#### [PAGE]

◆ ◆ ◆ ◆

Abdoulaye Yaya, le nouveau président de la Cour suprême tient-il vraiment à insuffler une nouvelle dynamique à la magistrature togolaise ? Dans l’affirmative, il devra crever un autre abcès qui ronge insidieusement le corps des magistrats.

Pendant longtemps, l’attention s’est toujours focalisée sur les immixtions de membres du gouvernement ou des hauts gradés de l’armée dans les influences que « subissent » certains magistrats. Une situation qui a depuis étalé au grand jour l’indépendance factice du juge, surtout celui du siège. Mais un autre mal ronge des juges : les pressions extérieures de leurs hiérarchies qui leur font dévier le cours du fleuve du droit vers des lacs nauséeux.

Combien sont-ils à résister aux pressions insidieuses de leurs hiérarchies au moment de rendre leurs décisions ? La crainte d’une affectation non pas punitive, mais de « représailles » plane sur la tête de bien de juges. Si le nouveau président de la Cour suprême pouvait garantir l’immunité aux juges et écouter chaque magistrat dans l’exercice de ses fonctions, il serait ébahi par l’ampleur des intrusions des hiérarchies qui ont feu de tout bois dans des dossiers dont ils ne sont pas partie.

A la Cour Constitutionnelle, il est arrivé à maintes reprises que la hiérarchie s’immisce dans des dossiers de tribunaux, pour peu qu’une ou l’autre partie dans un procès fasse « le geste qui sauve ». Plutôt qui corrompt ! Parfois, il est arrivé que les « gestes » viennent des deux parties.Et la hiérarchie, telle une girouette, en vient à dire une chose et son contraire au juge en charge du dossier, mettant celui-ci dans une confusion. Mais quand des fuites de dessous de table éclatent, c’est le juge en charge du dossier qui devient le fusible qu’on saute. Alors que ce dernier a tranché selon la volonté de la hiérarchie, et en toute ignorance des enveloppes qui ont été échangées loin de ses regards.

◆ ◆ ◆ ◆

#### [CONSIGNE A]
Repérez dans les enregistrements ci-dessous chaque ligne où figure le mot « instances », puis recopiez ces lignes.

◆ ◆ ◆ ◆

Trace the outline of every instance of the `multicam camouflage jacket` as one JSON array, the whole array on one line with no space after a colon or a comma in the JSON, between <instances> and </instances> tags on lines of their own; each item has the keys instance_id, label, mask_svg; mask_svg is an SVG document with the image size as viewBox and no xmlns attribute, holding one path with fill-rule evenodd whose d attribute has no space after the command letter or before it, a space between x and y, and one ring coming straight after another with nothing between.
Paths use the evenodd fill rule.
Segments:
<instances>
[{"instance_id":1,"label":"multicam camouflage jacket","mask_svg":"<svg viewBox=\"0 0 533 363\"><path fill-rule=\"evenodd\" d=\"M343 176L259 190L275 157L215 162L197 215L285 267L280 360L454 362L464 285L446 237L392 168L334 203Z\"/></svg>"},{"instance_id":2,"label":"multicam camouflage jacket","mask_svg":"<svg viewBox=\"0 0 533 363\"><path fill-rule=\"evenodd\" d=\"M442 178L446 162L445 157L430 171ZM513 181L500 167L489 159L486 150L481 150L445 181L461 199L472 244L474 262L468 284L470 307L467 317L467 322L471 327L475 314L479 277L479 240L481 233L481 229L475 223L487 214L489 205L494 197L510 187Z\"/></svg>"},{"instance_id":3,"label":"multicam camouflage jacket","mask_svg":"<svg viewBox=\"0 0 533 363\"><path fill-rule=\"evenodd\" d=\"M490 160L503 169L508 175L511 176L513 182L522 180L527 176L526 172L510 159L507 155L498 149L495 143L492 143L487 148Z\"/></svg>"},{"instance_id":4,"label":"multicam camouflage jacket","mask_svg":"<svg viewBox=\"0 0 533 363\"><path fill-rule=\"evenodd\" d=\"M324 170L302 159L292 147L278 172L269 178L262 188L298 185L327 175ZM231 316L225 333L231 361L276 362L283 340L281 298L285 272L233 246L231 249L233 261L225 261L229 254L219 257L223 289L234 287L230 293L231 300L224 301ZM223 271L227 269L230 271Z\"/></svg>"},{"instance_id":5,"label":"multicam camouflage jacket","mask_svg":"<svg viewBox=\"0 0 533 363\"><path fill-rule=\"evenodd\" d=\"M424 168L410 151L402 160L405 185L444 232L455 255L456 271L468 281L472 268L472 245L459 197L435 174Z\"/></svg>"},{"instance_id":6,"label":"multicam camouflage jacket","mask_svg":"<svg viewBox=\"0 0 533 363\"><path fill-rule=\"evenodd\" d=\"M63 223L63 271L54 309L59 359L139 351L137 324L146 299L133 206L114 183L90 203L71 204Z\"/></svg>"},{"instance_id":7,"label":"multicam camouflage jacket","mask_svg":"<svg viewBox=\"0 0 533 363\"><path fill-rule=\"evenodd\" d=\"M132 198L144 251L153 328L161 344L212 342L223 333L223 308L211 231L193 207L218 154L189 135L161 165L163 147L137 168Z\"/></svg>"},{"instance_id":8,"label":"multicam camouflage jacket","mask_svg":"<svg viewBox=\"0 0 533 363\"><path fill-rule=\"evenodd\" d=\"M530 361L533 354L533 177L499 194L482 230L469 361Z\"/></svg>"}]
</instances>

◆ ◆ ◆ ◆

#### [CONSIGNE B]
Recopiez mot pour mot le passage du texte sur la magistrature togolaise qui commence aux mots « Combien sont-ils à » et s'arrête après « sont pas partie. ».

#### [RÉPONSE A]
Trace the outline of every instance of the `multicam camouflage jacket` as one JSON array, the whole array on one line with no space after a colon or a comma in the JSON, between <instances> and </instances> tags on lines of their own; each item has the keys instance_id, label, mask_svg; mask_svg is an SVG document with the image size as viewBox and no xmlns attribute, holding one path with fill-rule evenodd whose d attribute has no space after the command letter or before it, a space between x and y, and one ring coming straight after another with nothing between.
<instances>
</instances>

#### [RÉPONSE B]
Combien sont-ils à résister aux pressions insidieuses de leurs hiérarchies au moment de rendre leurs décisions ? La crainte d’une affectation non pas punitive, mais de « représailles » plane sur la tête de bien de juges. Si le nouveau président de la Cour suprême pouvait garantir l’immunité aux juges et écouter chaque magistrat dans l’exercice de ses fonctions, il serait ébahi par l’ampleur des intrusions des hiérarchies qui ont feu de tout bois dans des dossiers dont ils ne sont pas partie.